(Work to be completed) Copy each of the entries below with "one marker" replaced by "a single point" and nothing else changed. Leave the pictures out of your answer.

(Stored rows)
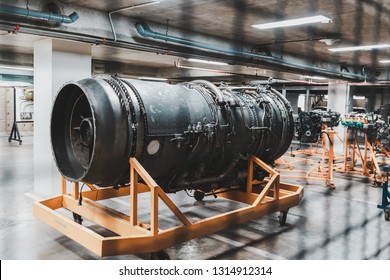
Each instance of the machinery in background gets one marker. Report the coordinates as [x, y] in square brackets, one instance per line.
[385, 204]
[315, 127]
[365, 160]
[309, 125]
[126, 137]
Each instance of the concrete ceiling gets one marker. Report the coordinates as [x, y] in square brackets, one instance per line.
[227, 23]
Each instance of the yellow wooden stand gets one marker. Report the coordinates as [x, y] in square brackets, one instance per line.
[135, 236]
[325, 167]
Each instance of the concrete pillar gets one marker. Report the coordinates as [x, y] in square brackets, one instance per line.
[339, 100]
[55, 62]
[307, 101]
[292, 97]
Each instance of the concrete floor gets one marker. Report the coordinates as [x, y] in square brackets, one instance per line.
[329, 224]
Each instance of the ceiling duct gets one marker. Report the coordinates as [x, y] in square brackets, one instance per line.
[34, 14]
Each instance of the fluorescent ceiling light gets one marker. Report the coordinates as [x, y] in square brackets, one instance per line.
[152, 79]
[293, 22]
[207, 61]
[360, 48]
[23, 68]
[314, 77]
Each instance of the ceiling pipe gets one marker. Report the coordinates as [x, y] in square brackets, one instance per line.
[145, 31]
[28, 13]
[126, 9]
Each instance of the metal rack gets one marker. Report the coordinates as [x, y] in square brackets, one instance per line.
[135, 236]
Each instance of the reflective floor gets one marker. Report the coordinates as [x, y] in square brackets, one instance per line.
[329, 224]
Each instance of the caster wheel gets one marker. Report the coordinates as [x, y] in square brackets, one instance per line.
[282, 218]
[160, 255]
[198, 195]
[77, 218]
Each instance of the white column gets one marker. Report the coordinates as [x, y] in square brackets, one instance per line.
[339, 100]
[55, 63]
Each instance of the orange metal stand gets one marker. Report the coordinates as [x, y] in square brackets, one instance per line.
[366, 160]
[325, 167]
[135, 236]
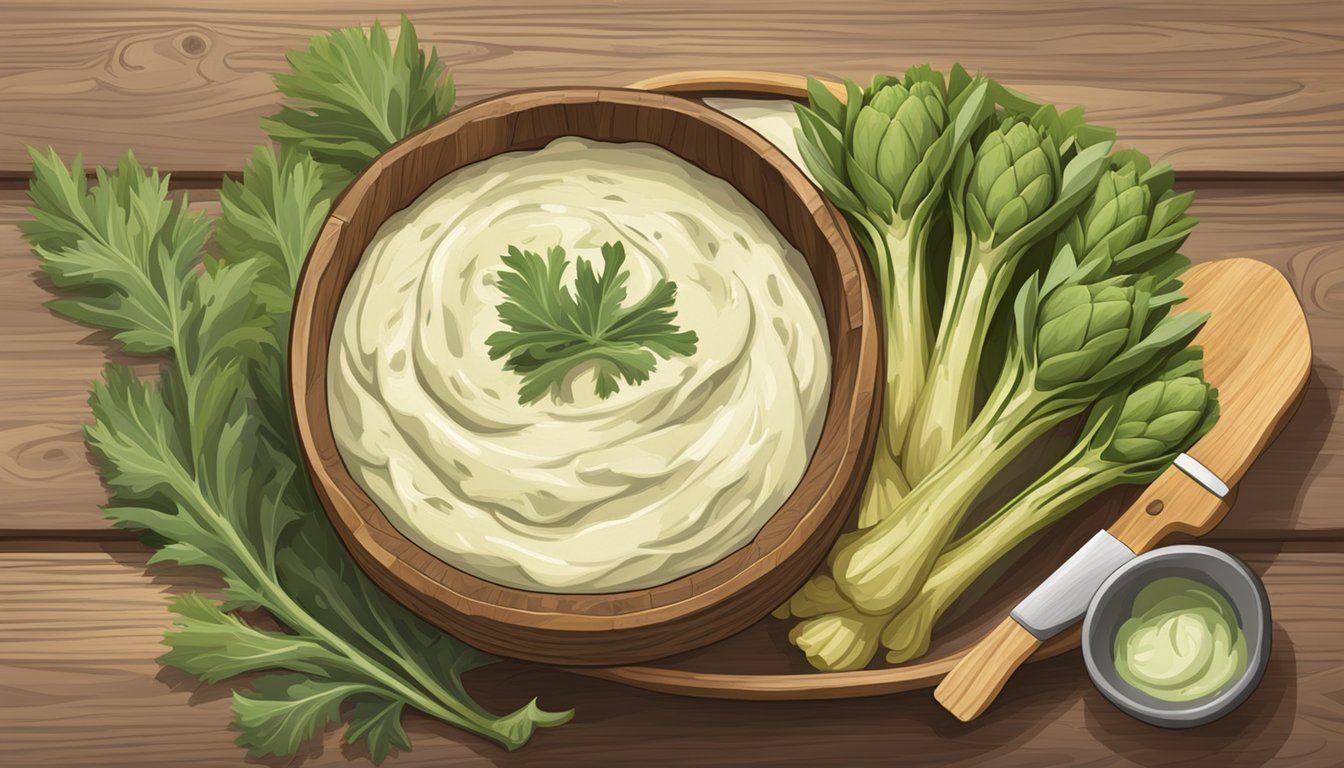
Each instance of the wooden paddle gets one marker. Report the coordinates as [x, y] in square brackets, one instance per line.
[1258, 353]
[1229, 288]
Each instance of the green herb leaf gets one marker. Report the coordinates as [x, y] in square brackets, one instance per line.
[378, 724]
[354, 94]
[206, 459]
[285, 710]
[554, 331]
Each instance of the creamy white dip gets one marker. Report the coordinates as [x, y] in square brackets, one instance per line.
[573, 492]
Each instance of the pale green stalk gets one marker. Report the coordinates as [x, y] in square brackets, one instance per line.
[1074, 343]
[1130, 437]
[882, 156]
[1003, 202]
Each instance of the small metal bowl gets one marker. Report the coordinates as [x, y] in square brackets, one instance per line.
[1112, 607]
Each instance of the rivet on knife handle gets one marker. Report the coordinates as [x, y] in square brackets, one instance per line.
[1171, 503]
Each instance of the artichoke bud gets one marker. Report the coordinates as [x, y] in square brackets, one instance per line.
[893, 137]
[1159, 418]
[1015, 178]
[1079, 330]
[1117, 215]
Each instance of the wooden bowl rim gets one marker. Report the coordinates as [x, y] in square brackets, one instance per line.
[355, 514]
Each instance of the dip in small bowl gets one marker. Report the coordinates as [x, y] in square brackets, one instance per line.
[1178, 636]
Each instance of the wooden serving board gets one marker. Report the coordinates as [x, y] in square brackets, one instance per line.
[760, 663]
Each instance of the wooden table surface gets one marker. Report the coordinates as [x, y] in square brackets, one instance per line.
[1245, 97]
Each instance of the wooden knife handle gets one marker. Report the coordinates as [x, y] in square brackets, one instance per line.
[977, 678]
[1172, 503]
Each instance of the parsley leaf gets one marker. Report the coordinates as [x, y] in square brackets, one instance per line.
[554, 331]
[352, 96]
[204, 460]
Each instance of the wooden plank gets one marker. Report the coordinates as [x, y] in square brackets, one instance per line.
[1290, 491]
[79, 687]
[1215, 86]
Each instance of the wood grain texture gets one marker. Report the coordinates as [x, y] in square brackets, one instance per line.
[1257, 353]
[1215, 86]
[79, 686]
[1293, 490]
[637, 624]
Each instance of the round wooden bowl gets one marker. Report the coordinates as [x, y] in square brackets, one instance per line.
[641, 624]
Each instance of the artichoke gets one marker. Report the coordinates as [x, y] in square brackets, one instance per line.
[1077, 336]
[1132, 435]
[1133, 222]
[1014, 180]
[1007, 195]
[883, 156]
[898, 143]
[1081, 330]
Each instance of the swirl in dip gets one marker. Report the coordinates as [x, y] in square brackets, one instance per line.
[577, 494]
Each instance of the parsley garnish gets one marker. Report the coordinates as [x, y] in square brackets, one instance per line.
[553, 331]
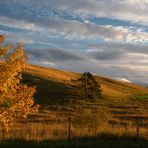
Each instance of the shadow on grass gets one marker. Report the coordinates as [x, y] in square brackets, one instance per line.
[102, 141]
[47, 92]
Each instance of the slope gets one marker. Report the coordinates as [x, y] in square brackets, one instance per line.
[52, 83]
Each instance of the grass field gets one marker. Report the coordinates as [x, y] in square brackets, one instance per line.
[118, 120]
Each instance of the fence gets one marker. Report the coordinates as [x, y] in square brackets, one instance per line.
[71, 128]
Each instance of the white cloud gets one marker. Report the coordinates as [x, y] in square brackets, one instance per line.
[123, 80]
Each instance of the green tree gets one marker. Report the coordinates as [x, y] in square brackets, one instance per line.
[87, 87]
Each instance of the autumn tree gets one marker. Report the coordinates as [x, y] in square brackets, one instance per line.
[16, 99]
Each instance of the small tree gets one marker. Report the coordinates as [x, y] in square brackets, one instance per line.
[87, 87]
[16, 99]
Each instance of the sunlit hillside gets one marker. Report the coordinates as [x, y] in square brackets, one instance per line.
[51, 83]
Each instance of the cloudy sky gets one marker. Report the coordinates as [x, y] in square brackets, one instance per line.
[105, 37]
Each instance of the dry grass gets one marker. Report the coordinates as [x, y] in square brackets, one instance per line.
[112, 89]
[52, 124]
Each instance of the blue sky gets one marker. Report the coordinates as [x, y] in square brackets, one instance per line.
[105, 37]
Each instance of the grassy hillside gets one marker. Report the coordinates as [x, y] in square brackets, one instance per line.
[52, 83]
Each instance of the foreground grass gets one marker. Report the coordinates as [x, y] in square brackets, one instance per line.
[103, 140]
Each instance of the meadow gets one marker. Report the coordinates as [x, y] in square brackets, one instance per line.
[118, 120]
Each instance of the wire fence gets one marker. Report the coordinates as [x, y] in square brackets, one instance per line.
[71, 128]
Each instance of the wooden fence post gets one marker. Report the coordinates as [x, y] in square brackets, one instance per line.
[3, 131]
[69, 129]
[137, 128]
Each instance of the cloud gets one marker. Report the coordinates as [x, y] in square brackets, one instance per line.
[55, 55]
[124, 80]
[130, 10]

(The solution)
Each instance of the machinery in background gets a single point. Report the coordinates as [x, y] in square brackets, one instance per line.
[385, 204]
[315, 127]
[365, 160]
[309, 125]
[126, 137]
Each instance of the concrete ceiling gets a single point. Report the coordinates as [x, y] in square brackets, one instance per line.
[227, 23]
Each instance of the yellow wooden stand gets a single point. Report the coordinates as [x, y] in square brackets, one instance per line.
[135, 236]
[325, 167]
Each instance of the concrete pillar gets a single point. Report the coordinates as [x, y] in square brackets, one instance per line.
[339, 100]
[55, 62]
[307, 101]
[292, 97]
Each instance of the concrete floor gets a single point. Report the coordinates as [x, y] in square brackets, one instance per line.
[329, 224]
Each instance of the ceiling duct gets a single point. Report the coordinates as [x, y] in square brackets, one instance per line.
[34, 14]
Each instance of the fluorescent ceiling light gets a single point. Report the coordinates as [x, y] in square brackets, one instance per line.
[152, 79]
[293, 22]
[207, 61]
[360, 48]
[23, 68]
[314, 77]
Each instance of the ceiling pipe gets a single point. Report the coordinates as [x, y] in square brackets, one instance per line.
[145, 31]
[28, 13]
[126, 9]
Each instance of the metal rack gets a single point. Report the coordinates as [x, y] in square brackets, one instance per line.
[135, 236]
Each instance of the reflective floor gets a single point. Report the coordinates as [x, y] in square brackets, one instance per line.
[329, 224]
Each instance of the caster wheel gets a single point. Report the coordinates as [x, y] in square brackets, one instance per line.
[282, 218]
[160, 255]
[198, 195]
[77, 218]
Each instance of the white column gets a single point. Report the coordinates as [x, y] in square brackets, one instance per line.
[339, 100]
[55, 63]
Each instance of the orange metal stand gets a single point. Report the coordinates as [x, y] in square brackets, one instance per line.
[366, 160]
[325, 167]
[135, 236]
Each instance of the wooden paddle gets a single point. Report the coordinates as [x, y] in square brackets, one instance per line.
[1258, 353]
[1229, 288]
Each instance of the green herb leaf gets a single point. Report the coordinates as [x, y] in square brackets, one instance per line.
[378, 724]
[354, 94]
[206, 459]
[285, 710]
[554, 331]
Each instance of the creamy white dip gets a single point. Report the coordinates as [x, y] in square brackets, one instance per line.
[573, 492]
Each instance of the pale green stalk gets a single point. Report the coordinates as [x, y] in square brackets, one instance per line.
[1074, 343]
[1130, 437]
[882, 156]
[1003, 202]
Each instance of the small metal bowl gets a single point. Report the coordinates as [x, y] in square brackets, one instance per line.
[1112, 607]
Each instance of the rivet on knife handle gets a single point. Report the coordinates as [x, y] in square brackets, one instance per line.
[1171, 503]
Each instance of the artichoke bud gets a single point. Report the coordinates as [x, y] in square brackets, one instance per line.
[893, 137]
[1159, 418]
[1015, 178]
[1079, 330]
[1117, 215]
Each instance of the wooden bowl rim gets a single point. Report the coordinates as [x, y] in square brackets, one instance per line.
[355, 514]
Each instance of the dip in small bowl gets a single point. Report the coordinates as [x, y] in square brackets, one instance per line.
[1178, 636]
Each instance of the wooden serving board gets a single point. Report the coordinates as [x, y] in square brackets, one instance per line.
[760, 663]
Each instance of the wooden table surface gets a single point. Report the coordinates as [x, y] in square brackets, one instance per line.
[1245, 97]
Each instance of the wooden knife handle gets a single point. Report the coordinates as [x, y] in square brackets, one instance per line.
[977, 678]
[1172, 503]
Each instance of the parsley leaf gets a single point. Report the coordinates as [x, y] in square brackets, one instance per line.
[554, 331]
[352, 96]
[204, 460]
Each instance of the wooden plank gets a single point. Report the coordinates as [x, y] in square brackets, one instance per line.
[1290, 491]
[79, 687]
[1215, 86]
Each instance of the wood grain texture gets a single point. Report the coordinates as [x, y] in square brackets, one instance per line.
[1257, 353]
[1215, 86]
[79, 686]
[1293, 490]
[637, 624]
Each instance of the round wooden bowl gets a single point. Report the coordinates as [x, y] in square brackets, one instance per line.
[641, 624]
Each instance of the artichoke gets a single point. Report the coordinates as [x, y] in square brackets, one instance per line.
[1077, 336]
[1132, 435]
[1133, 222]
[1014, 180]
[1007, 195]
[883, 156]
[898, 143]
[1081, 330]
Each instance of the swirl in dip gets a single point. Report the coordinates as [x, y] in square brackets, one instance per line.
[577, 494]
Each instance of the parsley garnish gets a single point. Report the coordinates as [x, y] in square brackets, one instance per line.
[553, 331]
Each instance of the shadow on grass gets a single point. Report the coordinates as [x, y] in square brackets, one instance per line.
[102, 141]
[47, 92]
Each instance of the slope gets a single point. Report the coordinates as [x, y] in square brackets, one instance per line.
[52, 83]
Each instance of the grass field gets a single point. Report the coordinates as [x, y] in square brackets, one instance per line.
[118, 120]
Each instance of the fence gets a single point. Report the coordinates as [x, y] in square brackets, one instance per line.
[71, 128]
Each instance of the white cloud gets a single point. Report the coordinates as [x, y] in square brackets, one instance per line.
[123, 80]
Each instance of the green tree gets a single point. Report the coordinates as [x, y] in square brackets, one instance per line.
[87, 87]
Each instance of the autumn tree gets a single point. Report the coordinates as [x, y] in square brackets, one instance per line.
[16, 99]
Each instance of the small tree gets a single point. Report the coordinates as [x, y] in square brackets, one instance per line.
[87, 87]
[16, 99]
Each instance of the sunlit hillside gets a single point. Report the coordinates as [x, y] in square brackets, one instance per line.
[51, 83]
Each instance of the cloudy sky gets a single point. Report the coordinates as [x, y] in square brackets, one instance per line.
[105, 37]
Each instance of the dry grass gets a single point. Report the coordinates as [x, y] in square brackets, one instance per line.
[112, 89]
[52, 124]
Each instance of the blue sky gets a single point. Report the coordinates as [x, y] in square brackets, one instance per line.
[105, 37]
Each instance of the grassy hillside gets a single point. Report the coordinates as [x, y] in square brackets, one instance per line.
[52, 83]
Each instance of the foreground grass gets a single point. Report the coordinates as [x, y] in square brackets, one instance per line.
[103, 140]
Each instance of the meadow gets a single point. Report the coordinates as [x, y] in square brackets, one instance per line.
[118, 120]
Each instance of the wire fence gets a single point. Report the coordinates as [x, y] in square brackets, one instance per line.
[71, 128]
Each instance of the wooden fence post gets a single point. Report the coordinates as [x, y] in square brackets, one instance per line.
[3, 131]
[69, 129]
[137, 128]
Each instance of the cloud gets a single point. Report the coordinates as [x, y] in square brackets, one instance per line.
[55, 55]
[124, 80]
[130, 10]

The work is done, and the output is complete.